Can you give the silent film text again, starting with "The Angel of Crooked Street is a" and going on through "he didn't commit.", with "reformatory" changed to "workhouse"?

Excerpted passage:
▽

The Angel of Crooked Street is a 1922 American silent crime drama film directed by David Smith and starring Alice Calhoun, Ralph McCullough and William McCall. Lobby cards for the film are extant.

==Plot==
Jennie Marsh, a young woman working as a maid is unjustly accused of theft when the man she brings home from dance proceeds to rob the house of her employer. She is sent to a reformatory and on release is embittered against the world and decides to take revenge on her former employer Mrs. Sandford. She plans to frame her son Schuyler for a robbery he didn't commit.

==Cast==
- Alice Calhoun as 	Jennie Marsh
- Ralph McCullough as 	Schuyler Sanford
- Scott McKee as 	'Silent' McKay
- Rex Hammel as 'Kid Glove' Thurston
- William McCall as 	'Cap' Berry
- Nellie Anderson as 'Mother' De Vere
- Martha Mattox as Mrs. Phineas Sandford
- Mary Young as 	Mrs. Marsh
- George Stanley as Stoneham
- Walter Cooper as Dan Bolton

== Preservation ==
With no holdings located in archives, The Angel of Crooked Street is considered a lost film.

==Bibliography==
- Connelly, Robert B. The Silents: Silent Feature Films, 1910-36, Volume 40, Issue 2. December Press, 1998.
- Munden, Kenneth White. The American Film Institute Catalog of Motion Pictures Produced in the United States, Part 1. University of California Press, 1997.

△

Information provided:
▽

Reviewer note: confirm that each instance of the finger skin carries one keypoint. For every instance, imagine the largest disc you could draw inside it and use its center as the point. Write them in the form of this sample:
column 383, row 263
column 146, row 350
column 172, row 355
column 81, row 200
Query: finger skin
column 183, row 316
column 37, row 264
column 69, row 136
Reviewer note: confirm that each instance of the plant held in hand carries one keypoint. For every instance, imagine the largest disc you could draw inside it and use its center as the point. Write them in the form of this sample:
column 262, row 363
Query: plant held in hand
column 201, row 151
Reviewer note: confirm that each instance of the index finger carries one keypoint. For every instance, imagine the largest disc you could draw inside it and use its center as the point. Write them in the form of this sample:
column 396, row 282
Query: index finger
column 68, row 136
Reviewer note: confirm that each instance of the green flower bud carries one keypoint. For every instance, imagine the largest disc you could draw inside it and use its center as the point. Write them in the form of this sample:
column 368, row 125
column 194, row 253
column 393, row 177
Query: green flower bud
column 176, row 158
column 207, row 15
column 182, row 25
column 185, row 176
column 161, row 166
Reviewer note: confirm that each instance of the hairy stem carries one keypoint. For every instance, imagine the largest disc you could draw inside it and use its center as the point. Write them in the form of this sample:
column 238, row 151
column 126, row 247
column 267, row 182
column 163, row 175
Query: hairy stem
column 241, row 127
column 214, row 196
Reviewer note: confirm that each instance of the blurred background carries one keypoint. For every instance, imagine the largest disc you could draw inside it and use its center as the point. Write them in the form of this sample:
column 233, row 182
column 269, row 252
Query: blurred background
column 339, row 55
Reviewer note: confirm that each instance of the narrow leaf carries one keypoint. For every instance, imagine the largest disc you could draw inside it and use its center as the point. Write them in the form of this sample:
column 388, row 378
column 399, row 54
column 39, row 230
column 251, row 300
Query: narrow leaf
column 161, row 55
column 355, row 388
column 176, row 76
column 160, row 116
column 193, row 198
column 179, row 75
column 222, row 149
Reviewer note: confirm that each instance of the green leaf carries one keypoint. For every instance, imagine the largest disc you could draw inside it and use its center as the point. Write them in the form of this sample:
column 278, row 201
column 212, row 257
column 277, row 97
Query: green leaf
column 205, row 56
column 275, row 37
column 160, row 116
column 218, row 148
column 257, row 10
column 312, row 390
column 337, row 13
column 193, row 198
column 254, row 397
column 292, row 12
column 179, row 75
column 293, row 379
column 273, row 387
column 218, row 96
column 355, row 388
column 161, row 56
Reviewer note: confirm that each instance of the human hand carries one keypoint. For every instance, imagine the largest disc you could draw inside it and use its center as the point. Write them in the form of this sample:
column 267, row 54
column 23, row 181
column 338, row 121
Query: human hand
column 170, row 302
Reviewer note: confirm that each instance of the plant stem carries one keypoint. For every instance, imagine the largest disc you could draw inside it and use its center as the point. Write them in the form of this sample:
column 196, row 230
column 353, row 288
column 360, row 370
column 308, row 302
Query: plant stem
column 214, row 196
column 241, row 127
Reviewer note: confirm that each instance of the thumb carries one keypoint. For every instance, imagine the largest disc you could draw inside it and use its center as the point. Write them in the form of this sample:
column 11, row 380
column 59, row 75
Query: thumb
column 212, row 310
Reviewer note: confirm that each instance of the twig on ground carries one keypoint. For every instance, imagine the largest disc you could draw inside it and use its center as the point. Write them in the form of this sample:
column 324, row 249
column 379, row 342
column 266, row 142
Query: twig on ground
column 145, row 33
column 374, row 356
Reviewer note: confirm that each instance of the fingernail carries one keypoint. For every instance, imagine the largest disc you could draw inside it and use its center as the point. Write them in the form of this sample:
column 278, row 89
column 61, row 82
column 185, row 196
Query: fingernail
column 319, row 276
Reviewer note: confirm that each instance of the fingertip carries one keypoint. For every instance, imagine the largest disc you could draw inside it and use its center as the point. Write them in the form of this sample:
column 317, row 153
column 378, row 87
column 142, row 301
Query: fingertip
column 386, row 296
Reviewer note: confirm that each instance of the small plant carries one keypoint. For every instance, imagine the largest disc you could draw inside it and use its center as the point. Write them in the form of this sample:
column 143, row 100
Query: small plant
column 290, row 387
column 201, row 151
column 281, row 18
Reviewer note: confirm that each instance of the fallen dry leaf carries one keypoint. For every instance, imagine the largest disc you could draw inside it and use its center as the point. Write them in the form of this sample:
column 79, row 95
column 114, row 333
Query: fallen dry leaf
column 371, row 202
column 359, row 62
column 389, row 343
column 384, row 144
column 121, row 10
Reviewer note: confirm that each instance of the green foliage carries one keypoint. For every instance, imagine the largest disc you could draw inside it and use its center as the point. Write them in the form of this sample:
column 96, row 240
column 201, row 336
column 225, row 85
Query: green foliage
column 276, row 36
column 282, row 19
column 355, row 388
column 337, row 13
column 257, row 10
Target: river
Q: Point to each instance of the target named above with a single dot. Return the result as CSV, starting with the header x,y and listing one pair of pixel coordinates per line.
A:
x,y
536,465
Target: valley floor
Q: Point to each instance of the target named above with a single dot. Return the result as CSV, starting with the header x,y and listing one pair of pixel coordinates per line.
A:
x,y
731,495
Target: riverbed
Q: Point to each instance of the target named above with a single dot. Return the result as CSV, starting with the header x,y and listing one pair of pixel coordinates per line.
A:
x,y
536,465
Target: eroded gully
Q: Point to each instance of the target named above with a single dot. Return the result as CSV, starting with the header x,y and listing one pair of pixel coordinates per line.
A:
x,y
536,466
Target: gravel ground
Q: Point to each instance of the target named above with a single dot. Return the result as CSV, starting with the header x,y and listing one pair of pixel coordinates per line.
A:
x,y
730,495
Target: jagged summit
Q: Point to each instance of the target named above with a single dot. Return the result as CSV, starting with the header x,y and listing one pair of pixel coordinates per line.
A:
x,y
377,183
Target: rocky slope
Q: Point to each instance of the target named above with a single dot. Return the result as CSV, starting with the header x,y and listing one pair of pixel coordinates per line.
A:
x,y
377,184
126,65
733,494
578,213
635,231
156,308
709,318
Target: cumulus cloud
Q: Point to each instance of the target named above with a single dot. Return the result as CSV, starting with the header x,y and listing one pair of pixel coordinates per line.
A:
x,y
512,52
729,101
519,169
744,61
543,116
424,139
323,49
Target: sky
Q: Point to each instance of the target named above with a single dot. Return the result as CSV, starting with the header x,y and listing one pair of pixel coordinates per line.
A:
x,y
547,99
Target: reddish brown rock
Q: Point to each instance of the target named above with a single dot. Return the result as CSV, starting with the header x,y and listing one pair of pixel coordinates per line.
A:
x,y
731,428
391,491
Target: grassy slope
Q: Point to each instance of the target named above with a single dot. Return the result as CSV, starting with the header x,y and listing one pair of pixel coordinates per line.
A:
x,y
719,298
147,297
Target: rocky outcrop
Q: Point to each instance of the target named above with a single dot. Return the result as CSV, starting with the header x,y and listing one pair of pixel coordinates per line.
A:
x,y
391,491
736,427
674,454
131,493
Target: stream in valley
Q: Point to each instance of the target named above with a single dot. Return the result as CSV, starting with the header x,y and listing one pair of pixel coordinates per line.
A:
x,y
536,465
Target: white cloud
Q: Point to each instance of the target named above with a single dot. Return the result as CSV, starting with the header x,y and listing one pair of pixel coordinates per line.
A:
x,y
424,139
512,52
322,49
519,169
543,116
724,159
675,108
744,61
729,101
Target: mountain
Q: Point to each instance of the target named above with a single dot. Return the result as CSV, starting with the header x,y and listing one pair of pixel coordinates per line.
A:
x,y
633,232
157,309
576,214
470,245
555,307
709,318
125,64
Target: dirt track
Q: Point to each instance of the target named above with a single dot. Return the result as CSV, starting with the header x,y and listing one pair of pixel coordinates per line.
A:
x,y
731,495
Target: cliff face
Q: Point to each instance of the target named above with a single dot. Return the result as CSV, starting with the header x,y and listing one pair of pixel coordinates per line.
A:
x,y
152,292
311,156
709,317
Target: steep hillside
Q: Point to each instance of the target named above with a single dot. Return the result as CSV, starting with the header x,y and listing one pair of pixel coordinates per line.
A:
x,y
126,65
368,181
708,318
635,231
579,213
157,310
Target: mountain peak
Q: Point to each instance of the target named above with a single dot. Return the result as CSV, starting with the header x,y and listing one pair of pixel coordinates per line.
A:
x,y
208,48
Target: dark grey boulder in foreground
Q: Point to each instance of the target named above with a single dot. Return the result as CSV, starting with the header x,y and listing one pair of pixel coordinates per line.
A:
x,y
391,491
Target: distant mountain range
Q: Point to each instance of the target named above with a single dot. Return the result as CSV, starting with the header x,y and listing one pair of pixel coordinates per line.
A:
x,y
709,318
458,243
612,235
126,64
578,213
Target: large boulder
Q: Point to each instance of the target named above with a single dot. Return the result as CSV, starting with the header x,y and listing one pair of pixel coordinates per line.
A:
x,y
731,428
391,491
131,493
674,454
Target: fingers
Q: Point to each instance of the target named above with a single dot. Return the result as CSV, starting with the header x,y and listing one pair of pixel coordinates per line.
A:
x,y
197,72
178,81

△

Response:
The Angel of Crooked Street is a 1922 American silent crime drama film directed by David Smith and starring Alice Calhoun, Ralph McCullough and William McCall. Lobby cards for the film are extant.

==Plot==
Jennie Marsh, a young woman working as a maid is unjustly accused of theft when the man she brings home from dance proceeds to rob the house of her employer. She is sent to a workhouse and on release is embittered against the world and decides to take revenge on her former employer Mrs. Sandford. She plans to frame her son Schuyler for a robbery he didn't commit.